## Your goal
Reproduce every one of the following records verbatim, with no changes to wording, numbers, or punctuation.

--- Start Supplied data ---

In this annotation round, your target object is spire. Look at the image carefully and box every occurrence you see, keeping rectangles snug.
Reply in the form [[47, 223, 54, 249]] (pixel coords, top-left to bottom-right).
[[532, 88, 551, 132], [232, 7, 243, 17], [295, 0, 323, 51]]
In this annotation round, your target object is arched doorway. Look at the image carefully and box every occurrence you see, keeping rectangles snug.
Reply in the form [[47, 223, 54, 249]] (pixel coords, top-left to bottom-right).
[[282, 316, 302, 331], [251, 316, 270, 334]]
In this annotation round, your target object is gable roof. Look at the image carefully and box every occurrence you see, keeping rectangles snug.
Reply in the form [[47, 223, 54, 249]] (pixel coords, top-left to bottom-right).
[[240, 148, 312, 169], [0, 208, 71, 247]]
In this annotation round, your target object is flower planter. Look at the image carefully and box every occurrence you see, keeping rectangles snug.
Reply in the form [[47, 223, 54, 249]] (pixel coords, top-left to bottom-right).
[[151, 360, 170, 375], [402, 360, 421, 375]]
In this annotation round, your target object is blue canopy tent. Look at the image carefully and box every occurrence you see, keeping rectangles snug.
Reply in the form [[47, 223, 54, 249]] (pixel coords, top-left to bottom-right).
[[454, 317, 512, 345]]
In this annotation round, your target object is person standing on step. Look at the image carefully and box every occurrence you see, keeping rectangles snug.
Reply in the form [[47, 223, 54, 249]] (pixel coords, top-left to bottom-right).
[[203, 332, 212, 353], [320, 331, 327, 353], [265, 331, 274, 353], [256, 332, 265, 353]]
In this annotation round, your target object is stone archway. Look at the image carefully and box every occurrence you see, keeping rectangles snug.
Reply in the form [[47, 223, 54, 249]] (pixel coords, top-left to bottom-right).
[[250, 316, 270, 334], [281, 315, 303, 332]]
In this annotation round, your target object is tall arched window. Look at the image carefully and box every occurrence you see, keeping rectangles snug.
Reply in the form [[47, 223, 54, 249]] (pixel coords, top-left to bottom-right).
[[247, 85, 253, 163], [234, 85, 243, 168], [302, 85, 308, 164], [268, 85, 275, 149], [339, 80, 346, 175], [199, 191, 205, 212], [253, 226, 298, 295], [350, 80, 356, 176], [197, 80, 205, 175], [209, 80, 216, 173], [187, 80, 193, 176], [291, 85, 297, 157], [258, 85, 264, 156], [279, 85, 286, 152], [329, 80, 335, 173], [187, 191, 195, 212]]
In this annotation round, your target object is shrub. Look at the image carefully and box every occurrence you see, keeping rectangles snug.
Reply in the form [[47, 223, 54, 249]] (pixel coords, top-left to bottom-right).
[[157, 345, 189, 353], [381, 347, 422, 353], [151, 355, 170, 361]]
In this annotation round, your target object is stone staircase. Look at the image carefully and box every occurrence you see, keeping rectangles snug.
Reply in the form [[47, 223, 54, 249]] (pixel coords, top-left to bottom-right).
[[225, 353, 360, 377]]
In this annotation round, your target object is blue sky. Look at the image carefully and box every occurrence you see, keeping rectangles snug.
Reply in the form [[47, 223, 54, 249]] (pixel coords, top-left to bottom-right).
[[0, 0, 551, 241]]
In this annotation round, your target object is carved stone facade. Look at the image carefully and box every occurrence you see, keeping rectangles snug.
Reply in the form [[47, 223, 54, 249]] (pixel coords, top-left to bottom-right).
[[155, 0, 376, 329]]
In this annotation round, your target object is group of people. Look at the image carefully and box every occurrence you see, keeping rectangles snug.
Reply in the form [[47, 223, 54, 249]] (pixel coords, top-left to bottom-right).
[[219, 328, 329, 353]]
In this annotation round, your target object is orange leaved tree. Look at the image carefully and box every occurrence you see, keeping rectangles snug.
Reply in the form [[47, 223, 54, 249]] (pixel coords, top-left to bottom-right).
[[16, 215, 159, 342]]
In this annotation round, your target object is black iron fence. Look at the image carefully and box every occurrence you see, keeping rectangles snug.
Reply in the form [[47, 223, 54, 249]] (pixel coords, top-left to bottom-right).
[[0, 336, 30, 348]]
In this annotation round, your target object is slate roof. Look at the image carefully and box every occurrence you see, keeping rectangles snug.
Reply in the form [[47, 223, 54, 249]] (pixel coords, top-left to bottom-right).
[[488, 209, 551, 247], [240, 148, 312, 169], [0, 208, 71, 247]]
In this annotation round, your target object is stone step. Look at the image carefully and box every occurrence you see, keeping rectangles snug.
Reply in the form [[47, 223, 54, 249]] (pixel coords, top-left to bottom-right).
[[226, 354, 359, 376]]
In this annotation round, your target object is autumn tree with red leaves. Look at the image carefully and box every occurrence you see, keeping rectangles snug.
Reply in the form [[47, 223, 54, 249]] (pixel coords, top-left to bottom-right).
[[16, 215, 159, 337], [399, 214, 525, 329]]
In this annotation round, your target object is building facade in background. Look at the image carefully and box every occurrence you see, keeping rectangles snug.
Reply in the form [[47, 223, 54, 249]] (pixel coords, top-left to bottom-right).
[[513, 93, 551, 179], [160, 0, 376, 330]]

--- End Supplied data ---

## Written response
In this annotation round, your target object is spire. Look at the image carefully and box every occurrence you see, keeping rectangles snug.
Reply in the form [[47, 223, 54, 249]] (pixel coords, top-left to bottom-right).
[[532, 88, 551, 132], [232, 7, 243, 17], [295, 0, 323, 51]]
In this annotation round, your target object is arched doorway. Look at the image carefully and box every occurrence you see, keeping rectangles snug.
Reply in the form [[47, 223, 54, 249]] (pixel coords, top-left to bottom-right).
[[282, 316, 302, 331], [251, 316, 270, 334]]
In this annotation round, your target object is gable roof. Look at the image carefully and box every occurrence you see, keeping rectangles snug.
Reply in the form [[47, 223, 54, 249]] (pixel coords, top-left to bottom-right).
[[240, 148, 312, 169], [0, 208, 71, 247]]
In this annotation round, your target object is flower planter. Look at the image carefully and box every occurrence you see, keeping rectangles snug.
Reply in the form [[47, 223, 54, 249]] (pixel coords, top-left to bottom-right).
[[151, 360, 170, 375], [402, 360, 421, 375]]
In this annotation round, your target object is blue canopy tent. Look at the image carefully and box every occurrence you see, keeping rectangles snug.
Reply in the form [[47, 223, 54, 249]] (pixel coords, top-left to bottom-right).
[[454, 317, 512, 345]]
In this annotation round, your target object is person standing on step. Look at the image carefully and box every occurrence you see, keeping rectangles snug.
Reply in the form [[47, 223, 54, 249]] (pixel coords, top-left to bottom-right).
[[203, 332, 212, 353], [320, 331, 327, 353], [265, 331, 274, 353], [256, 332, 265, 353]]
In this annotation round, your target object is stone archway. Look at the image carefully and box every occurrence you see, keeping rectangles snug.
Reply in the form [[47, 223, 54, 249]] (pixel coords, top-left to bottom-right).
[[250, 316, 270, 334], [281, 315, 303, 332]]
In this annotation round, your target object is tall arched window. Look at the image carefully and box every occurrence you see, keeping rectangles snug.
Reply in the form [[47, 223, 54, 249]] (pixel coords, top-left to bottom-right).
[[247, 85, 253, 163], [234, 85, 243, 168], [302, 85, 308, 164], [268, 85, 275, 149], [339, 80, 346, 175], [199, 191, 205, 212], [253, 226, 298, 295], [350, 80, 356, 176], [197, 80, 205, 175], [209, 80, 216, 173], [187, 80, 193, 176], [291, 85, 297, 157], [258, 85, 264, 156], [279, 85, 286, 152], [329, 80, 335, 173], [187, 191, 195, 212]]
In this annotation round, your target object is shrub. Look at the image carefully and box every occurrence you see, keeping rectangles snug.
Reply in the form [[47, 223, 54, 249]] (pixel coords, top-left to bottom-right).
[[157, 345, 189, 353], [381, 347, 422, 353], [151, 355, 170, 361]]
In this annotation round, your target object is stone staircase. Look at the image carefully and box every occurrence you see, keeping rectangles snug.
Reply in the form [[47, 223, 54, 249]] (pixel coords, top-left to bottom-right).
[[225, 353, 360, 377]]
In this annotation round, your target object is blue sky. Look at the image carefully and box every occurrence you see, keeping rectangles snug.
Reply in the form [[47, 223, 54, 249]] (pixel coords, top-left to bottom-right).
[[0, 0, 551, 241]]
In this annotation round, your target object is carved stone facade. Look at the image carefully and box every occurrence you see, keeping rectangles snug.
Reply in the form [[47, 223, 54, 249]] (pixel coords, top-left to bottom-right).
[[155, 0, 376, 329]]
In this annotation round, your target object is group of people. Look at the image carefully and box every occurrence you see, keeping rectangles snug.
Reply in the form [[47, 223, 54, 249]] (pixel coords, top-left to bottom-right).
[[219, 328, 329, 353]]
In this annotation round, your target object is orange leaved tree. Look at the image carefully and box every occurrence you see, keeping rectangles snug.
Reply in the form [[47, 223, 54, 249]] (pixel coords, top-left to bottom-right).
[[16, 215, 159, 342]]
In this annotation round, your target object is black iron fence. Look at the image carefully and box every occurrence you see, keeping rectangles snug.
Reply in the form [[47, 223, 54, 249]] (pixel coords, top-left to bottom-right).
[[0, 336, 30, 348]]
In this annotation round, your target object is slate roof. Look at the image carefully and box every occurrence you see, keeping rectangles snug.
Reply in the form [[47, 223, 54, 249]] (pixel coords, top-left to bottom-right).
[[488, 209, 551, 247], [240, 148, 312, 169], [0, 208, 71, 247]]
In this annotation round, your target object is stone step. Look at the image carefully and box every occurrence you see, keeping rectangles snug.
Reply in the form [[47, 223, 54, 249]] (pixel coords, top-left to bottom-right).
[[226, 354, 359, 376]]
In this annotation round, your target object is autumn tree with red leaves. Look at the image carefully and box every occurrence you see, keeping rectangles snug.
Reply in the form [[47, 223, 54, 249]] (pixel coords, top-left to bottom-right).
[[16, 215, 159, 337], [399, 214, 525, 329]]
In this annotation round, your target object is building facade in background. Look at the image carefully and box every occurrence you see, keeping rectangles snug.
Reply in the form [[47, 223, 54, 249]] (pixel coords, top-left to bottom-right).
[[513, 93, 551, 179], [160, 0, 376, 330]]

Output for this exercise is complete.